== Textauszug
Murad ist kein Abenteurer, kein risk taker und auch kein junger Backpacker. Und doch ist der eher nachdenklich-reflektierte Intellektuelle und Sozialarbeiter aufgebrochen in eine Region, vor deren Besuch das Auswärtige Amt auf seiner Seite warnen dürfte. Im Niemandsland an der Grenze zwischen der Türkei und Syrien wartet er nach einer beschwerlichen Anreise in die kurdische Region. Die karge und doch dramatische Landschaft mit ihren steilen Bergstraßen und Dörfern, in denen die Zeit stehen geblieben scheint, müsste ihm eigentlich etwas sagen: Murads Familie stammt aus diesen Bergen, die er aus den Erzählungen des Großvaters kennt.

Doch Murad fühlt sich als Fremder und es ist keine sentimental journey, sondern die verzweifelte Mission eines Vaters, die Sherko Fatah in seinem eindringlichen Roman "Der große Wunsch" beschreibt. Murad ist auf der Suche nach einem Lebenszeichen seiner Tochter, einer Tochter, die ihm nicht nur nach der Scheidung von seiner deutschen Ex-Frau fremd geworden ist. Denn die junge Frau, die nach westlichen Werten erzogen worden ist, die sich als Jugendliche nie für den Islam zu interessieren schien, hat einen französischen Glaubenskrieger geheiratet und ist mit ihm in das IS-Kalifat gezogen.

Murad bezahlt Vermittler, die seine Tochter ausfindig machen und ihn letztlich zu ihr bringen sollen. Er will sie heimholen. Doch will sie das? Und ist die tiefverschleierte Frau, deren Bilder man ihm zeigt, seine Tochter? Selbst das Audio-Tagebuch, das man ihm zuspielt, kann seine Zweifel nicht beenden. Ist das ihre Stimme? Ist sie überzeugt von ihrem neuen Leben, zweifelt sie? Hat sie sich mitschuldig gemacht, billigt sie die Versklavung der Jesiden, die grausamen Enthauptungen, mit deren Videos der IS um Nachwuchs wirbt und seine Glaubenskrieger rühmt?
====
== Einträge zur Aufgabe
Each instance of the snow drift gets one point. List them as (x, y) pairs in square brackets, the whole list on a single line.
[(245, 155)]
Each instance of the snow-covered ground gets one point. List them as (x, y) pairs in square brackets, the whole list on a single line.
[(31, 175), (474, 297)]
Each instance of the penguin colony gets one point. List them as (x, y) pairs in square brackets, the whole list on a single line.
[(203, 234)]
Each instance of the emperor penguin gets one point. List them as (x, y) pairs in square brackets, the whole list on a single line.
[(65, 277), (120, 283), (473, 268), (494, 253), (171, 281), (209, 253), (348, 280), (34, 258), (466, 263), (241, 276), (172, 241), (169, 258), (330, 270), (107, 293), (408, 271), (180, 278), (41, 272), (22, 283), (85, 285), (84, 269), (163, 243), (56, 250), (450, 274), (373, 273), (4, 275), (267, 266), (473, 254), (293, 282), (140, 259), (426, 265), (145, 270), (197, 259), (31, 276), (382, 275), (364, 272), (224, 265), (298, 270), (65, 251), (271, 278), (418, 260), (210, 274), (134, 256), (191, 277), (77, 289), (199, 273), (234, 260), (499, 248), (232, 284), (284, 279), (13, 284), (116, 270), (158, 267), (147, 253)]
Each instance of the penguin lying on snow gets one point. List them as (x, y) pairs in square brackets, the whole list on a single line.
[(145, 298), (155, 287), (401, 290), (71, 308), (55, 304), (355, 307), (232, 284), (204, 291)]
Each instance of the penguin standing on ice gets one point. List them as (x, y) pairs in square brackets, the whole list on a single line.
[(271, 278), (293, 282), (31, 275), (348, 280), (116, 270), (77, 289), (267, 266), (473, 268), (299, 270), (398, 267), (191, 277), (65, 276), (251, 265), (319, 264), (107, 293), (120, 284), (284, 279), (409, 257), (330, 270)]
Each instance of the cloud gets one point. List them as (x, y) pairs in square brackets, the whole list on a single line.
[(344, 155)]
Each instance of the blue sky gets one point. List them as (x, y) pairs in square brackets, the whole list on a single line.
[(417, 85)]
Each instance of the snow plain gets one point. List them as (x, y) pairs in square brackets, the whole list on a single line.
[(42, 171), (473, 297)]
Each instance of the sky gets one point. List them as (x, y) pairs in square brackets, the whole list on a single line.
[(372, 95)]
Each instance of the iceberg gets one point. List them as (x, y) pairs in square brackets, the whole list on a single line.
====
## Aufgabe 1
Wandle die Einträge in eine nummerierte Liste um. Beginne bei der Zeile mit „Each instance of the sky“, gehe bis zum Ende der Einträge und lass Leerzeilen weg.
## Aufgabe 2
Schreib die Rezension zu Sherko Fatahs Roman „Der große Wunsch“ weiter.

## Richtige Antwort 1
1. Each instance of the sky gets one point. List them as (x, y) pairs in square brackets, the whole list on a single line.
2. [(372, 95)]
3. Each instance of the iceberg gets one point. List them as (x, y) pairs in square brackets, the whole list on a single line.

## Richtige Antwort 2
Die Ausflüge in die Region, die er in den Wochen des Wartens unternimmt, verstärken nur Murads Gefühl der Fremdheit und Isolation. Er spricht die Sprache der Menschen in den Bergtälern, zu einigen baut er nachbarschaftliche Beziehungen auf, und doch fühlt er sich wie auf dem falschen Planeten.

Fatah schildert die inneren Nöte Murads, die spröde Schönheit der Landschaft, das ruhige isolierte Leben in den Dörfern, in denen manche Geheimnisse gehütet werden, in einer ruhigen und eindringlichen Erzählweise und lüftet manche offene Frage erst ganz zum Schluss. Trotz der dramatischen Situation, in der Murad sich sieht, vermeidet er plakative Darstellungen und überzeugt dadurch nur noch mehr. "Der große Wunsch" ist ein Buch, auf das man sich einlassen und für das man sich Zeit nehmen sollte.